══ Document section ══
But for the scouts, those learnings have been hard-won.

What went wrong

Predicting demand for the Rallies may have been especially difficult, because Girl Scouts introduced a whole new way to buy them, said Terry Esper, associate professor of logistics at the Fisher College of Business of the Ohio State University.

Unlike other cookies, the Raspberry Rally was offered exclusively online with shipments sent directly to customers. That meant shoppers could order it themselves, though Girl Scouts encouraged them to ask scouts to place the orders. Girl Scouts, which has been relatively slow to move sales online, said when it introduced Rallies that the sales channel would help scouts learn about e-commerce. The Rallies aren’t supposed to be sold at scouts’ cookie booths.

“Whenever you introduce a new way of buying a product, or a new channel to get access … that opens new [consumer] behavior,” Esper explained.

The ease of online ordering may have attracted more customers. Plus, Girl Scouts built a lot of hype with the limited-time offer, creating a sense of urgency, Esper noted.

Yet as customers clamored for the cookie, scouts and their parents learned there was no chance of increasing supply by the end of the cookie season in April.

ABC fulfilled the “seasonal plan that was communicated to councils in June 2022” in regard to the Rallies, says an FAQ dated February 16 on the Girl Scouts Iowa site. “We cannot produce more at this time, as we do not have unique materials and packaging. The lead times … are too long to produce in time for the remainder of this season,” according to the FAQ.

In March, Little Brownie Bakers informed local chapters about the multifaceted issues it was facing.

“We share the frustration that some Girl Scout troops feel this cookie season,” a Little Brownie Bakers spokesperson told CNN. “Global supply chain issues, compounded by local labor shortages and a weather-related power outage … continue to impact production.” LBB’s problems constrained supply for other cookies, as well.

Better communication needed

Scout parents responsible for ordering the cookies have been left to deal with the fallout, on top of the usual job of helping scouts through the cookie-selling season, which runs roughly from January to April.
═══
══ Stored records ══
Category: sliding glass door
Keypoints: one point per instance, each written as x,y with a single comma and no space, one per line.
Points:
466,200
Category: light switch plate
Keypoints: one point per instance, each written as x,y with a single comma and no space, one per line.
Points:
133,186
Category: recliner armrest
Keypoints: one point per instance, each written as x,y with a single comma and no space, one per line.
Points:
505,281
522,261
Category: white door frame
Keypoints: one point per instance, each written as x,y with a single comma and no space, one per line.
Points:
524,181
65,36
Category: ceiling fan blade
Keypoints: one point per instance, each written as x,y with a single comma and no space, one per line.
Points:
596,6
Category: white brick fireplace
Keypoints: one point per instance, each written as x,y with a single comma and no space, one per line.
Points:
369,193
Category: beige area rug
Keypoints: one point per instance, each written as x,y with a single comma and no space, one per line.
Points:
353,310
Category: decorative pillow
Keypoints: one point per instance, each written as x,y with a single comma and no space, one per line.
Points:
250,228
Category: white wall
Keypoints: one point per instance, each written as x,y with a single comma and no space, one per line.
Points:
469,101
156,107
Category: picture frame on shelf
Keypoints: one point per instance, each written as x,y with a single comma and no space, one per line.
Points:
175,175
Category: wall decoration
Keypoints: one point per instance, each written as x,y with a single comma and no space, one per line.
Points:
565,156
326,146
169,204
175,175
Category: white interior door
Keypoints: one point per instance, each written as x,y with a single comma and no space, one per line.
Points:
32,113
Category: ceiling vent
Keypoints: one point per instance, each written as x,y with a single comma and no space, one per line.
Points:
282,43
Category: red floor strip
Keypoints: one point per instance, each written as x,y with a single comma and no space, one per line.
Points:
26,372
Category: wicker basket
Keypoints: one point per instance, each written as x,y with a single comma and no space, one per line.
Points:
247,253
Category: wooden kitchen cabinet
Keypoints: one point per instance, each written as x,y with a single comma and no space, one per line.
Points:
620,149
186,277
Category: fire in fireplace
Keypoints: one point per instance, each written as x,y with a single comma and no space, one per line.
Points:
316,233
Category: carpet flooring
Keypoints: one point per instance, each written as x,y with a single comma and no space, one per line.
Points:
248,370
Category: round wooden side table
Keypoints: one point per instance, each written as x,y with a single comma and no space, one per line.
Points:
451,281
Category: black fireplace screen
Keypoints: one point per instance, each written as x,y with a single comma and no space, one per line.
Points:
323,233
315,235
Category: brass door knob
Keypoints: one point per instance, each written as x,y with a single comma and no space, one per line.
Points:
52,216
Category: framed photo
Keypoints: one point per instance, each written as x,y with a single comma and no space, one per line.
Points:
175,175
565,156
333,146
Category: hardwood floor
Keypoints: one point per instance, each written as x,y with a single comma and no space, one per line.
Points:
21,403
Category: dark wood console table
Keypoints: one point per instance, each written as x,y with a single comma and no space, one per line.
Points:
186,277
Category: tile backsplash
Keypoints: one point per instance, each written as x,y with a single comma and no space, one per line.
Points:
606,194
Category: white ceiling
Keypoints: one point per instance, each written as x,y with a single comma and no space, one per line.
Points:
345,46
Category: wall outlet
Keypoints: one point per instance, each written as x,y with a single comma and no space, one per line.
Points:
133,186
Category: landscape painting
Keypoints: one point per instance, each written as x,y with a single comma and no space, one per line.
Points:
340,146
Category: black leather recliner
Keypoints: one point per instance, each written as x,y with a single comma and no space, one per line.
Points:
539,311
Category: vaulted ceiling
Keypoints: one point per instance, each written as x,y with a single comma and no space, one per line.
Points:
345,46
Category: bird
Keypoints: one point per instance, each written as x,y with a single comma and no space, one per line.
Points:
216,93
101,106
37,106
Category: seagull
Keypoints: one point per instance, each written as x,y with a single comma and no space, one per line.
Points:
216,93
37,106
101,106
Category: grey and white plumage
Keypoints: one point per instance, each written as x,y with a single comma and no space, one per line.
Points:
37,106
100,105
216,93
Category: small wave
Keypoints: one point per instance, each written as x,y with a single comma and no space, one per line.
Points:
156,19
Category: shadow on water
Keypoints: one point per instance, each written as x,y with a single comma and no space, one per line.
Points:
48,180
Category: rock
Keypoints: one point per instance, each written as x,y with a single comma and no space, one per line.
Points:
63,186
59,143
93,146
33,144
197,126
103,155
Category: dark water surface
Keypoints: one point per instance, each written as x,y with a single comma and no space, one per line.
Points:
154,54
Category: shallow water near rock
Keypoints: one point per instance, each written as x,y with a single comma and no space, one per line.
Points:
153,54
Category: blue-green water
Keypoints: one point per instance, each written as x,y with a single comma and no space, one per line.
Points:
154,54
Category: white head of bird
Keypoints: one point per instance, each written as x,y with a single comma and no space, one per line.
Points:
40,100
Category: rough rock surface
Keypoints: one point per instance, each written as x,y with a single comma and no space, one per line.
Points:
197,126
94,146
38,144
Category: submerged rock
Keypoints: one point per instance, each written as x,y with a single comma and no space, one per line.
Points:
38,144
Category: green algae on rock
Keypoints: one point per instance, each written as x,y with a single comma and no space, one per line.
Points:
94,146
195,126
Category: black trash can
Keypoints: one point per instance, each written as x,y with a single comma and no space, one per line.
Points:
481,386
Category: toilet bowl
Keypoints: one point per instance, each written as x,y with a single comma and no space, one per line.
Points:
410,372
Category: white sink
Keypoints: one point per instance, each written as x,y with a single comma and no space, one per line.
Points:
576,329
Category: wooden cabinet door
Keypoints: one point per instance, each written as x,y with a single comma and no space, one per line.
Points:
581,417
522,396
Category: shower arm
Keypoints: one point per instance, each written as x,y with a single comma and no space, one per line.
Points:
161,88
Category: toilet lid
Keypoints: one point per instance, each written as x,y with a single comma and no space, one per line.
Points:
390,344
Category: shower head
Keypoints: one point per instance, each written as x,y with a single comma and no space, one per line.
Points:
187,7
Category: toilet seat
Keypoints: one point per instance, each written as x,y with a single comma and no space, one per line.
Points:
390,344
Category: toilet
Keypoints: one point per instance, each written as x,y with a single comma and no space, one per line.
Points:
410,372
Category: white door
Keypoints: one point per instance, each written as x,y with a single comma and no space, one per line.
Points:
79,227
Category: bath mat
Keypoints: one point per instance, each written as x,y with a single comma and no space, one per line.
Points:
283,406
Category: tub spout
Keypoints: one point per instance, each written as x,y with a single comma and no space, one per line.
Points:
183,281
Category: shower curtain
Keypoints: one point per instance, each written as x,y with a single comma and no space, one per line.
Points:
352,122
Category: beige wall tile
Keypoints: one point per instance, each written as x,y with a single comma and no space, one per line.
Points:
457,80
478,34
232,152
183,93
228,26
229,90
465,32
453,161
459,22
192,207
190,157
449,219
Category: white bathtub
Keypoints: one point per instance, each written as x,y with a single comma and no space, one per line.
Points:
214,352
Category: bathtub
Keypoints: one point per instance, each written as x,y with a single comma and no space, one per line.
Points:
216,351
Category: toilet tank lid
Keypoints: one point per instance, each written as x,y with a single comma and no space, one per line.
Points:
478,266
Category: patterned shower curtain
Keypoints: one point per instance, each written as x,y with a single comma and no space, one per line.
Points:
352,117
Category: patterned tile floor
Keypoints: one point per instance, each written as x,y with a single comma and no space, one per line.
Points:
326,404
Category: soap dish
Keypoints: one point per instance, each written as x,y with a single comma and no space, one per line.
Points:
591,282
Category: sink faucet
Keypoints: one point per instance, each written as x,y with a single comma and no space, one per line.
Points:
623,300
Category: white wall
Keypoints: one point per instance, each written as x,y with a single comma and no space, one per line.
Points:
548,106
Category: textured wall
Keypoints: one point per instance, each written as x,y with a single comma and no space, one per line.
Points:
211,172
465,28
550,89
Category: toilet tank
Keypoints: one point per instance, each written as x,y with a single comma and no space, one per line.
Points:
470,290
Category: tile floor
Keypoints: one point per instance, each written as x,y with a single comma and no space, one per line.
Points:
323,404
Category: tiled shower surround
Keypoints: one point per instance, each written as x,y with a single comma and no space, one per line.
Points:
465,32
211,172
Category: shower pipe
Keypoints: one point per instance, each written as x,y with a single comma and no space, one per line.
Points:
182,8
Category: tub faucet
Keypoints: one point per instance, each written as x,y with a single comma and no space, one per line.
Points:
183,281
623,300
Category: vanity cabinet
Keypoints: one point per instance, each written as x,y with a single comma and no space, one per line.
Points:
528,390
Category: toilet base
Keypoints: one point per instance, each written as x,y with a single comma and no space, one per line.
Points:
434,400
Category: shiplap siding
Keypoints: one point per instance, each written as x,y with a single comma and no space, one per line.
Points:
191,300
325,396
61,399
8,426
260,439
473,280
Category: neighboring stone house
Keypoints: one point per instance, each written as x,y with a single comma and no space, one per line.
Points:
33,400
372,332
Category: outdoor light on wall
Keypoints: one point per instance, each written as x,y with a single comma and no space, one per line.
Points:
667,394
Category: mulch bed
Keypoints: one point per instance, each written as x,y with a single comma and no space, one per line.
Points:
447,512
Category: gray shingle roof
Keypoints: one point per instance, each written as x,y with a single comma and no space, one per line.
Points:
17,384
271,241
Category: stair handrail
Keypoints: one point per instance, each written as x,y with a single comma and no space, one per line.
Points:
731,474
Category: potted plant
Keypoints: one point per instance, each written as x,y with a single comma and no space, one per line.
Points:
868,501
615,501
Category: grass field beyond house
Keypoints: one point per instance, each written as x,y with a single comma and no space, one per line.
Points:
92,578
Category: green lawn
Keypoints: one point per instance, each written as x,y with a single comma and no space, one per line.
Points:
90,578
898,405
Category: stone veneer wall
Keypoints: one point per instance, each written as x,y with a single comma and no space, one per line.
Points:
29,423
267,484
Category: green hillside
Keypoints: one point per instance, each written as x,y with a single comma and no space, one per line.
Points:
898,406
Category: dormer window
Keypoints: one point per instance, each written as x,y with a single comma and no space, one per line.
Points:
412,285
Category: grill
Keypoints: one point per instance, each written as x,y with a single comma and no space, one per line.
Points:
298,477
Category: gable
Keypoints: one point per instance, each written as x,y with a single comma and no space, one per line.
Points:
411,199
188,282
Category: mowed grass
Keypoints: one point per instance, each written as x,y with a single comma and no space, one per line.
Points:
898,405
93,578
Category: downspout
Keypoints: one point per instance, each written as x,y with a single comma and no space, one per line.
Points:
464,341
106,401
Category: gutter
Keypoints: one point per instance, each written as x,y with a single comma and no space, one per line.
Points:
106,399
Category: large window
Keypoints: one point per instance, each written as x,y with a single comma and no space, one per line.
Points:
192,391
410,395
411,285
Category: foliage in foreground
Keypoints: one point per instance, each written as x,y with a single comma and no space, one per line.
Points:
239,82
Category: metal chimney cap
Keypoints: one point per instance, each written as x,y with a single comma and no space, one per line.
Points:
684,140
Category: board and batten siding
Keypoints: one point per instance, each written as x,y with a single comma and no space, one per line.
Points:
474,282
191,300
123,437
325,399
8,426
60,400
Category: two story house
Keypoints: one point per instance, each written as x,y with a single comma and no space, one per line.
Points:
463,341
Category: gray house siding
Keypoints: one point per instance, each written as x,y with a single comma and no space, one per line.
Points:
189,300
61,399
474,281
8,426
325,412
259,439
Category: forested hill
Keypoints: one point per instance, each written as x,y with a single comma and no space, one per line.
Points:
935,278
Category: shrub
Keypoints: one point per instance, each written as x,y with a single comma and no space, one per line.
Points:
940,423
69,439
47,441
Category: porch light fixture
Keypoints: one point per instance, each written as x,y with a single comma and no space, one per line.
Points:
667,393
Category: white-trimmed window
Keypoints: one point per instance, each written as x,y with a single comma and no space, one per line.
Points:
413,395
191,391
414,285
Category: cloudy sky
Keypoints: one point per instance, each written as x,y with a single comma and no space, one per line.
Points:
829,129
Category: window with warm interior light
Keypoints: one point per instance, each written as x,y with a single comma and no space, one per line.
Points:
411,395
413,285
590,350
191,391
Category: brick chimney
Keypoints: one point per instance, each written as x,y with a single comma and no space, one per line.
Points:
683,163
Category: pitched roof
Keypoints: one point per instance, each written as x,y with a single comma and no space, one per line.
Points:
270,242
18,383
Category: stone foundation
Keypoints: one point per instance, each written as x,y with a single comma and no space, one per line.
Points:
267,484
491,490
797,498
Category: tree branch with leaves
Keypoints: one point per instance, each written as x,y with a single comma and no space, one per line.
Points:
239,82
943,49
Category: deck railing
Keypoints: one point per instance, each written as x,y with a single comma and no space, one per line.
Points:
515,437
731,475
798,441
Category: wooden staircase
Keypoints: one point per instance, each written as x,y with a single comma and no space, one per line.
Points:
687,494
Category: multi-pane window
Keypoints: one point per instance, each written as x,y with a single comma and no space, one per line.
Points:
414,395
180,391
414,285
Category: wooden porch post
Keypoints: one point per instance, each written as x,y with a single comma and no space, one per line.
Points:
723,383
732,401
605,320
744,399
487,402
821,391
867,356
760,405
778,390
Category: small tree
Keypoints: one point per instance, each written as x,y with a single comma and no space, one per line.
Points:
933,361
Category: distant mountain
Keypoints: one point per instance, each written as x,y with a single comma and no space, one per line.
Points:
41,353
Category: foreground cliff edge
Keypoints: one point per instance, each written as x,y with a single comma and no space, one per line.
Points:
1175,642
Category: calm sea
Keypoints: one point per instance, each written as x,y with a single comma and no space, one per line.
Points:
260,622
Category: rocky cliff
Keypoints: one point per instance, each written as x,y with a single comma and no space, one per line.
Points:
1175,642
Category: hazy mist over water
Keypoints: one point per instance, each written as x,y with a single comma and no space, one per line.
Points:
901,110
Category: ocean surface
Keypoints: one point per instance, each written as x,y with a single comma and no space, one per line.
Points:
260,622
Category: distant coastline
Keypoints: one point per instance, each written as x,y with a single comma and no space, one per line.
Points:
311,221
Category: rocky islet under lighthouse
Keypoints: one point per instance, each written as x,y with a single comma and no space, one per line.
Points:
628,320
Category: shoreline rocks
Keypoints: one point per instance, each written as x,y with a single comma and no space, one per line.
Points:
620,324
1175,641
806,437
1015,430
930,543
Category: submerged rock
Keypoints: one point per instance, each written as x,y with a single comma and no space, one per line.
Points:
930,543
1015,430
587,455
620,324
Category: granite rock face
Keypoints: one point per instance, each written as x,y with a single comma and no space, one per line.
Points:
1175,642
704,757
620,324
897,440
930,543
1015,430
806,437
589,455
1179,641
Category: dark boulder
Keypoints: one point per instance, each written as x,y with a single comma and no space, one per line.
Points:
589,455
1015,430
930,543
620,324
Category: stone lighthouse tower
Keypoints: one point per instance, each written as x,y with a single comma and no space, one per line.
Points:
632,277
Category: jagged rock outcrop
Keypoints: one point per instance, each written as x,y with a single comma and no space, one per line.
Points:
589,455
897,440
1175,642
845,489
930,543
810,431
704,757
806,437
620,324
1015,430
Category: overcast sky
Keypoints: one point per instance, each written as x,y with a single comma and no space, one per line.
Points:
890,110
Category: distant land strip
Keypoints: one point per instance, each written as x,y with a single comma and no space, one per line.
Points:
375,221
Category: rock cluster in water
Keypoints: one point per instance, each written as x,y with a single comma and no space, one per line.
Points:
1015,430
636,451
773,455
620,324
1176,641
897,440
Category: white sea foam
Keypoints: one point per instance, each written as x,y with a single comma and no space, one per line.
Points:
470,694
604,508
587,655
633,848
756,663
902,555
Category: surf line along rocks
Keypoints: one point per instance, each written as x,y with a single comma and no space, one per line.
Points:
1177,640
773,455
═══
▶ What you need to do
- A) Extract every line of the records that contains the string "surface", treating uppercase and lowercase as distinct.
- B) Write the next portion of the article about the Girl Scout cookie shortage, picking up after its final sentence.

▶ Task-by-task answers
- A)
Category: dark water surface
Category: rough rock surface
Category: ocean surface

- B)
Everett, the scout parent, orders cookies for three troops in Southeastern Michigan. She ended up getting a few cases of Raspberry Rallies but other families in her troop could not.

“Out of our 30 scouts [across the troops], about three of them managed to order some cookies before they were gone,” she said.

This is just another disruption for Everett, who said part of her initial cookie order went unfilled last year, meaning that cookies were missing from early cookie booths and only showed up weeks later.

Chad Huset, whose two daughters are scouts in the Minneapolis area, watched his daughters field question after question about the unavailable Rallies at a recent cookie-selling event.

Earlier in the season, when his wife placed an order for Rallies, it was promptly canceled. A separate Raspberry Rally FAQ page, posted to a Wisconsin Girl Scouts page, explained “ABC’s selling platform did not immediately shut down access to customers ordering [Rallies]…Because of that time lapse, they were selling cookies that were not available.”

Huset’s wife received a similar explanation following the cancellation in a series of emails. ABC referred CNN’s request for comment for this story to Girl Scouts USA.

Huset thinks Girl Scouts should have been clearer about the situation earlier, to allow the troops time to pivot.

“It comes down to communicating what’s happening, not after the fact,” Huset said.

‘Girls learn from that’

Some of the scout community is finding silver linings, however.

Deb Perry, a scout parent and co-leader of a Girl Scouts troop outside of Seattle, didn’t even bother to try ordering Raspberry Rallies. The selling season starts earlier in other parts of the country, and she heard the many reports of shortages elsewhere.

“We didn’t even push it, or encourage it with our troop,” she said. “We just encourage them to sell what we have on hand.”

Perry saw the situation as a chance to teach the scouts how to adapt and embrace the challenge. Scouts in her daughter’s troop have been encouraging shoppers who ask for the Rally to try the Adventureful, introduced last year, instead.

“When things don’t go as planned, or when people say no,” she said, “the girls learn from that.”